Data entries:
+-------+

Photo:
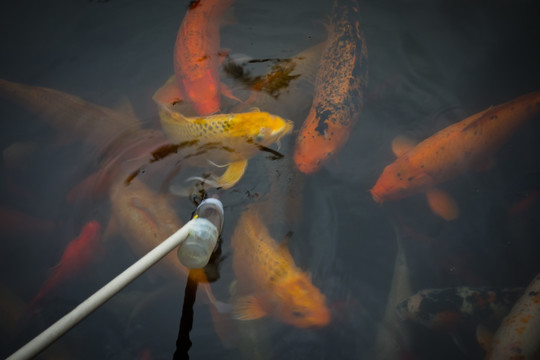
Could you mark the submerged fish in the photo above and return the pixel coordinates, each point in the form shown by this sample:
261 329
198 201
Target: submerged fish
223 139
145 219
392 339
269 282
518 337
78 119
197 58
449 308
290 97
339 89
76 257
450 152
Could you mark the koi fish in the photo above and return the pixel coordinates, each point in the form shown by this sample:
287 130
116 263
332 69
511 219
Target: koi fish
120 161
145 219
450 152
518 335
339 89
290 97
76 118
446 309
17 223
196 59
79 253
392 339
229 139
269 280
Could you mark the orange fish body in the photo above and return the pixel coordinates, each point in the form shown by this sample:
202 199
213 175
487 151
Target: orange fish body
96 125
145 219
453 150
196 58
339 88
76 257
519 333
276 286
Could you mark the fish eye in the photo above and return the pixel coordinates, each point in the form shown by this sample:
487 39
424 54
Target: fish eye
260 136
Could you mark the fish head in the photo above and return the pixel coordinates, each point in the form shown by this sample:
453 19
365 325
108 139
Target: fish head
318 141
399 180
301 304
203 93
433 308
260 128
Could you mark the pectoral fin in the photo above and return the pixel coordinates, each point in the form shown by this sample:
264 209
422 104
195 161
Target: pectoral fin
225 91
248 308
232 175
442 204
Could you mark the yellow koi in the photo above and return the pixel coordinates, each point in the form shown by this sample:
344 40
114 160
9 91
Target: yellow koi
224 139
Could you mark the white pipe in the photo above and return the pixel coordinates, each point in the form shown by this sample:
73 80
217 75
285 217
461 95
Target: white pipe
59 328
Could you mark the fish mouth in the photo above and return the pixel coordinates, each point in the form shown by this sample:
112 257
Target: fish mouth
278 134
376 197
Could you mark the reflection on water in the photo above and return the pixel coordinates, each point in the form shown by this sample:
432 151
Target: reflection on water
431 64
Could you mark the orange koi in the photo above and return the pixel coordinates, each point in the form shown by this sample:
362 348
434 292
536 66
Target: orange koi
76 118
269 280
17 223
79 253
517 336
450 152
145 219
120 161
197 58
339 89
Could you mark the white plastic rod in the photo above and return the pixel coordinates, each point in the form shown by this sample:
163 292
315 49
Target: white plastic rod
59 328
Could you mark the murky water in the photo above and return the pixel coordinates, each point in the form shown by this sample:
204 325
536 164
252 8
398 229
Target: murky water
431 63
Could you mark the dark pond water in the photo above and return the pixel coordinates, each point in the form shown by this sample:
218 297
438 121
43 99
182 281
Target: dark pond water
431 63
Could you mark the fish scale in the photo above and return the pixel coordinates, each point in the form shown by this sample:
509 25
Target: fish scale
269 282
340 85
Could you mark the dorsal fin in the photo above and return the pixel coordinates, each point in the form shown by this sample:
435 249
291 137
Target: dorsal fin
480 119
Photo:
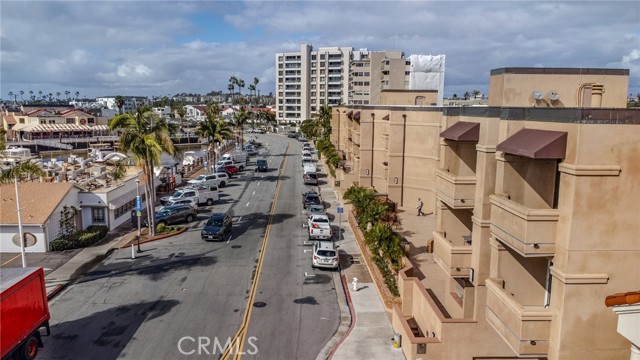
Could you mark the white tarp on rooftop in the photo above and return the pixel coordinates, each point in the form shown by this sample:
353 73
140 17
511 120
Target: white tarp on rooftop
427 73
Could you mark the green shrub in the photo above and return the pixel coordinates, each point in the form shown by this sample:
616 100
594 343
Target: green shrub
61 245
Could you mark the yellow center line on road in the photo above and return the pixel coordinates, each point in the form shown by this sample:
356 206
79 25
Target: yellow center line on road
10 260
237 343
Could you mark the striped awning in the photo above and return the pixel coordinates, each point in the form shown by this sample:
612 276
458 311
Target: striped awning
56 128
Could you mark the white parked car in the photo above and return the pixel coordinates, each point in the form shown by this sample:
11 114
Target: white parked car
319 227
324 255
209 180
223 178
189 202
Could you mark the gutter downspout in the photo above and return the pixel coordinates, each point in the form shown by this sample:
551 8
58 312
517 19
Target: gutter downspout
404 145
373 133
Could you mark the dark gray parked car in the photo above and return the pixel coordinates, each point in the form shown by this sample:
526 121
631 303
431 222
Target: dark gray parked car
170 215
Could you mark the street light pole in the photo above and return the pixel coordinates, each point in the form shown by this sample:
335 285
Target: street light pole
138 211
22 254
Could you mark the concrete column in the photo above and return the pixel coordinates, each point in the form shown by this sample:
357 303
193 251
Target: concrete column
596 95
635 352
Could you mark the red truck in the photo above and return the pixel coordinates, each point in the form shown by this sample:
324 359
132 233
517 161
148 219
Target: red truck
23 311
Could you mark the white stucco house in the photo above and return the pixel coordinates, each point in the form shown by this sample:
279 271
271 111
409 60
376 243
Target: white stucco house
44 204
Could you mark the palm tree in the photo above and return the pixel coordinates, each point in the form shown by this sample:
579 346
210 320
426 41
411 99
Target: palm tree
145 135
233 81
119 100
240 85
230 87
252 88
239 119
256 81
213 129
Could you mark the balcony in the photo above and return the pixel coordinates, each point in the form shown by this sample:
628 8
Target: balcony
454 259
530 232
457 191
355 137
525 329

+-------+

● **Request**
Pictures in the data above should not be copied; transcribe everything else exactly.

● **Output for this task**
Photo:
Could you mark the submerged fish in the photo above and return the pixel coordinates, each point in the form shown by this sample:
261 329
198 201
Target: submerged fish
223 139
145 219
392 339
269 282
518 337
78 119
197 58
449 308
290 97
339 89
76 257
450 152
Could you mark the koi fish in the photo above and return the pixel coordinates, each point in the form shown by this sample:
287 130
116 263
332 69
511 219
Target: koi fish
120 161
145 219
450 152
518 335
339 89
290 97
76 118
446 309
17 223
196 59
79 253
392 339
229 139
269 280
Could you mark the orange fish body in the photo above and return the pixel coordinates, each point in the form shown by this sample:
202 199
213 175
487 151
Target: orange fish body
96 125
145 219
453 150
196 58
339 88
76 257
519 333
276 286
Could you mark the fish eye in the photo above and return the pixel coordinates, each point in the form shown by this sample:
487 39
424 54
Target: fish eye
260 136
Could you mark the fish head in the photo above and return the pixel coordinates, each point in the form shown by this sample:
453 19
365 325
108 139
Target: fish head
318 141
399 180
301 304
203 93
433 308
260 128
Could you mark the pectoral fin in the photo above and return the pixel coordinates, each point in the form shown by this sample:
264 209
422 104
195 161
Target: pectoral fin
225 91
248 308
232 175
442 204
Could you mark the yellow koi in the photo above and return the pixel coordinates, each point in the form shown by this sample:
344 40
114 160
9 91
Target: yellow koi
224 139
Could you mark the white pipe in the photo above and return the pixel coordinates, each point in the form shown by this sample:
73 80
217 75
285 217
461 95
Target: white pipe
59 328
Could you mark the fish mouth in the photo above and return the pixel coordinates, each point in the form shown by this sample:
112 257
Target: fish mouth
278 134
376 197
Could you mark the reflection on water in the photo above and return the pixel coordinates, each point in the form shown by this sample:
432 151
Target: reflection on water
431 64
Could you mark the orange koi in the photo above and return the pixel coordinates, each point in the form shown by this sample:
362 348
434 292
536 66
Target: orange koi
76 118
269 280
17 223
79 253
517 336
450 152
145 219
120 161
197 58
339 89
Could you mark the white plastic rod in the photo above and return the pixel coordinates, each point in the form shown by this sample:
163 292
315 49
Target: white plastic rod
59 328
Could you mark the murky water in the photo above and return the pixel coordinates, each point in the form shown by this sample:
204 325
536 164
252 8
398 229
Target: murky water
431 63
Could you mark the dark pond water in the photo above and return the pixel coordinates, each point in the form shown by this sample:
218 297
438 121
43 99
182 281
Target: dark pond water
431 63
Could you mark the fish scale in the photo above and return the pixel coordinates, each point in the form shown by this sample:
509 25
Target: fish scale
269 282
340 85
Could you mark the dorsal fin in the photo above and return the pixel coordinates, each point in the form shown by this sample:
435 249
291 137
Target: dorsal fin
480 119
Photo:
Could you mark the white tarp on rooftop in the photo above and return the pixel coordinates, each point in the form shown by this sample:
353 73
140 17
511 120
Target: white tarp on rooftop
427 73
Could you mark the green shrub in the photo above and return the pixel coordinates, each point in the form shown by this sample:
616 100
594 343
Target: green shrub
61 245
Could you mark the yellow center line on road in the photo above and return the pixel coordinates, each point in the form shown by this sample:
356 206
79 25
Target: yellow center line on road
10 260
237 343
Could you mark the striped awning in the photo above and return the pixel coordinates, each point in the form shown by this sample:
612 276
458 311
Target: striped awning
56 128
Could you mark the white parked car in the photo above and return the pixel coordinates, each point in the form shown by this sample:
11 114
Target: white parked car
319 227
324 255
209 180
223 178
189 202
Could you mark the gutter downspout in the photo above and return the pixel coordinates, each point in the form shown by this sample:
551 8
58 312
517 19
Target: gutter downspout
404 145
373 133
Could you mark the dark gray parked car in the photo above and return the pixel coordinates, each point in the form shown by this sample:
526 121
631 303
431 222
Target: dark gray parked car
170 215
Could you mark the street light pole in the photo above and return the pixel coordinates, each point in the form shown by this sample:
335 285
Target: street light pole
138 211
22 254
Could you mark the concrete column in the photo above and return the pixel coordinates, each point in the form shown by this sample:
357 303
193 251
Target: concrete column
596 95
635 352
Could you mark the red truck in the photo above and return the pixel coordinates, each point in the form shown by this sample:
324 359
132 233
517 161
148 219
Target: red truck
23 311
Could you mark the white stucco house in the photo above and return the pixel coordinates, each point in the form shown by this sample:
279 271
271 111
409 60
376 243
Target: white stucco house
44 204
Could you mark the palm tree in the photo above and return the pixel coordinates, each point in the form shown by this sample:
579 346
210 320
426 41
411 99
Target: palm tree
145 135
233 81
119 100
240 85
230 87
252 88
239 119
256 81
213 129
Could you mark the balcony in the photo above and return the pixel coordinates, each point in the form shown by this sample:
628 8
Target: balcony
454 259
530 232
457 191
355 137
525 329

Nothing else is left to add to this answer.